Return each line in the material below that contains the string "path".

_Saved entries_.
%%

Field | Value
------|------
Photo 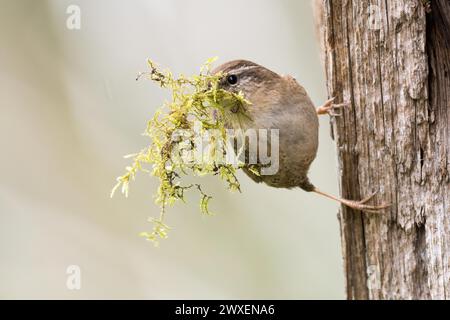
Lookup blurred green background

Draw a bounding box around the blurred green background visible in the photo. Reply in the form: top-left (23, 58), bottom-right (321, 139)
top-left (0, 0), bottom-right (344, 299)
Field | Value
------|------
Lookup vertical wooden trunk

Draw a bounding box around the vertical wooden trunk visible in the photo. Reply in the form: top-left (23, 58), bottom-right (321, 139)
top-left (318, 0), bottom-right (450, 299)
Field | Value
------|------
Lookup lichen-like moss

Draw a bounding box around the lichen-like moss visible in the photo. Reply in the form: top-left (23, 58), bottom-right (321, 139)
top-left (111, 58), bottom-right (249, 245)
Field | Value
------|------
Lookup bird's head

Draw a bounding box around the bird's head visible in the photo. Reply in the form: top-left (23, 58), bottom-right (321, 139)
top-left (212, 60), bottom-right (281, 112)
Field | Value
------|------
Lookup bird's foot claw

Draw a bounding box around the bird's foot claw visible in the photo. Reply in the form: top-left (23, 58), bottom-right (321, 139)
top-left (342, 192), bottom-right (391, 213)
top-left (317, 98), bottom-right (350, 117)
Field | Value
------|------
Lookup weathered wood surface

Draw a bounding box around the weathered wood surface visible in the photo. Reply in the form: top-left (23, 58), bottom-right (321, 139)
top-left (317, 0), bottom-right (450, 299)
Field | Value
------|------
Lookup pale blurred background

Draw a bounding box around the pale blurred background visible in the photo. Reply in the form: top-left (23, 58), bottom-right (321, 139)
top-left (0, 0), bottom-right (344, 299)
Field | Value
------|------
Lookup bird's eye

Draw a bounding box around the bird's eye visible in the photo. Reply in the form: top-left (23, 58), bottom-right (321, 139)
top-left (227, 74), bottom-right (237, 85)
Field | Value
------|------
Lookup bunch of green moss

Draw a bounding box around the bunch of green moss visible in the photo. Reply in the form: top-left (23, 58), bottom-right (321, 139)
top-left (111, 58), bottom-right (248, 245)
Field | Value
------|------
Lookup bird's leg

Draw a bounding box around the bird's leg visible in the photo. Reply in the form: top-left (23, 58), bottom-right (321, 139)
top-left (313, 188), bottom-right (391, 213)
top-left (317, 98), bottom-right (349, 117)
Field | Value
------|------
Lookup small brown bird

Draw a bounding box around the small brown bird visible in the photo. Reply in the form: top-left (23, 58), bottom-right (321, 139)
top-left (212, 60), bottom-right (388, 212)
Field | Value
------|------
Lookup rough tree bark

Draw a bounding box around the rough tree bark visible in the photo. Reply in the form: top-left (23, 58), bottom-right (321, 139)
top-left (317, 0), bottom-right (450, 299)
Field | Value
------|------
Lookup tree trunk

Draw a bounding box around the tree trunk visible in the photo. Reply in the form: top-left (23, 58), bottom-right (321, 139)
top-left (320, 0), bottom-right (450, 299)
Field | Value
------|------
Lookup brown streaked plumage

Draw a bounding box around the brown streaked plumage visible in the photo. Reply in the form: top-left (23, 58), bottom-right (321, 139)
top-left (212, 60), bottom-right (387, 212)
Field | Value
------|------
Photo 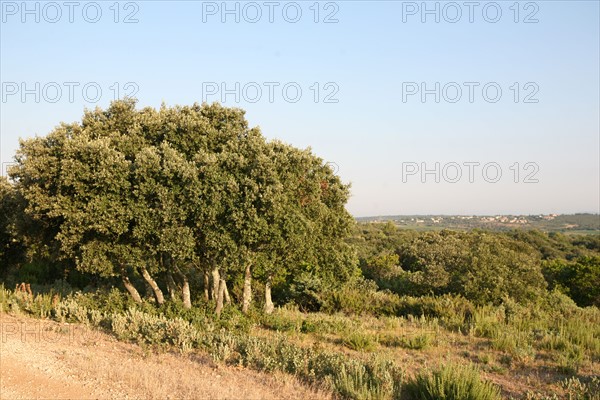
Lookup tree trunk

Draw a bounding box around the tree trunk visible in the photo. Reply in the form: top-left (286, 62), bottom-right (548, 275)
top-left (223, 281), bottom-right (231, 304)
top-left (242, 263), bottom-right (252, 314)
top-left (216, 279), bottom-right (225, 315)
top-left (172, 264), bottom-right (192, 309)
top-left (265, 276), bottom-right (275, 314)
top-left (140, 267), bottom-right (165, 304)
top-left (181, 273), bottom-right (192, 309)
top-left (167, 272), bottom-right (177, 301)
top-left (204, 270), bottom-right (210, 301)
top-left (211, 267), bottom-right (221, 301)
top-left (121, 269), bottom-right (142, 303)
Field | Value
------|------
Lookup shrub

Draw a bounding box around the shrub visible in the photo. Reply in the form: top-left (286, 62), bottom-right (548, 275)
top-left (343, 332), bottom-right (375, 351)
top-left (406, 364), bottom-right (501, 400)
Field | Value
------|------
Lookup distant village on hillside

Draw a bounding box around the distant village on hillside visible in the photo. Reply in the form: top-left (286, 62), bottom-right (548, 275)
top-left (357, 214), bottom-right (600, 233)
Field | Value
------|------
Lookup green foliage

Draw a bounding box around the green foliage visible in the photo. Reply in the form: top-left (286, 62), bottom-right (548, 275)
top-left (543, 256), bottom-right (600, 307)
top-left (343, 332), bottom-right (376, 352)
top-left (406, 364), bottom-right (501, 400)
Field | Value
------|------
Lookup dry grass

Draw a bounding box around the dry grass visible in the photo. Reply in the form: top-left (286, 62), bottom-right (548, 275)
top-left (0, 314), bottom-right (331, 400)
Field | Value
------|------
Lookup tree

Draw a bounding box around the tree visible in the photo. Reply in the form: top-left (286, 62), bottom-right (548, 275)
top-left (11, 100), bottom-right (356, 312)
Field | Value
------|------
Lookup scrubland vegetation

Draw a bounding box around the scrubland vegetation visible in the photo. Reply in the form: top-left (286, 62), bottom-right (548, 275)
top-left (0, 101), bottom-right (600, 399)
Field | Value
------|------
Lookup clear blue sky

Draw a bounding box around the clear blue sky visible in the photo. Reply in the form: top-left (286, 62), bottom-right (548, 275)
top-left (0, 1), bottom-right (600, 216)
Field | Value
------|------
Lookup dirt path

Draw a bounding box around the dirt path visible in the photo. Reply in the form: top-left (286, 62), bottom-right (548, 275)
top-left (0, 314), bottom-right (329, 400)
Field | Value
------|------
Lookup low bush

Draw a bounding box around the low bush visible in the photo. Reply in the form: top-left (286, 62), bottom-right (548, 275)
top-left (406, 364), bottom-right (501, 400)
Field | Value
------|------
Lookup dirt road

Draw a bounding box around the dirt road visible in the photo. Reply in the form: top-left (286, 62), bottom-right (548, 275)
top-left (0, 314), bottom-right (328, 400)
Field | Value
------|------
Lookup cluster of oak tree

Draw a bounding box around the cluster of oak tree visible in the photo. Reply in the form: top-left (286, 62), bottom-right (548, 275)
top-left (0, 100), bottom-right (356, 312)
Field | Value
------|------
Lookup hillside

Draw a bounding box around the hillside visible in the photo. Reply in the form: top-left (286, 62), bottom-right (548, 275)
top-left (357, 214), bottom-right (600, 234)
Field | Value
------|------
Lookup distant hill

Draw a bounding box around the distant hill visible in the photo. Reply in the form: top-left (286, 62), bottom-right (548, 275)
top-left (356, 214), bottom-right (600, 234)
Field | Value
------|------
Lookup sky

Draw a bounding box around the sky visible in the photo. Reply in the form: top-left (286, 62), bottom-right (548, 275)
top-left (0, 0), bottom-right (600, 217)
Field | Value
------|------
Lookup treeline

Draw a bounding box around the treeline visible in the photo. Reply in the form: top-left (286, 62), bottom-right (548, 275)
top-left (349, 222), bottom-right (600, 306)
top-left (0, 100), bottom-right (600, 314)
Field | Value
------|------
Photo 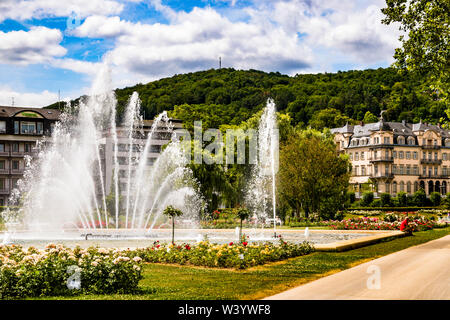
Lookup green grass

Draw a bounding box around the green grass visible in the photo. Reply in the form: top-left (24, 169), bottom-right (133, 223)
top-left (30, 227), bottom-right (450, 300)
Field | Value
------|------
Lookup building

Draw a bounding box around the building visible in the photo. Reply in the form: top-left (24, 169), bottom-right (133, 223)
top-left (0, 106), bottom-right (60, 206)
top-left (97, 119), bottom-right (183, 195)
top-left (331, 119), bottom-right (450, 198)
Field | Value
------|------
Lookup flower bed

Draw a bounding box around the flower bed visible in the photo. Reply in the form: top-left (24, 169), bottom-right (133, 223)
top-left (0, 244), bottom-right (142, 299)
top-left (328, 213), bottom-right (438, 232)
top-left (129, 239), bottom-right (314, 269)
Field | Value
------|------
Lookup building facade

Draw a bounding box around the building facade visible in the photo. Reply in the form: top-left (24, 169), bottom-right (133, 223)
top-left (0, 106), bottom-right (60, 206)
top-left (331, 119), bottom-right (450, 198)
top-left (97, 119), bottom-right (183, 196)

%%

_Expected answer_.
Lookup dirt path
Draw a bounding box around the dirt path visible in the photo. Reply in the form: top-left (286, 62), bottom-right (548, 275)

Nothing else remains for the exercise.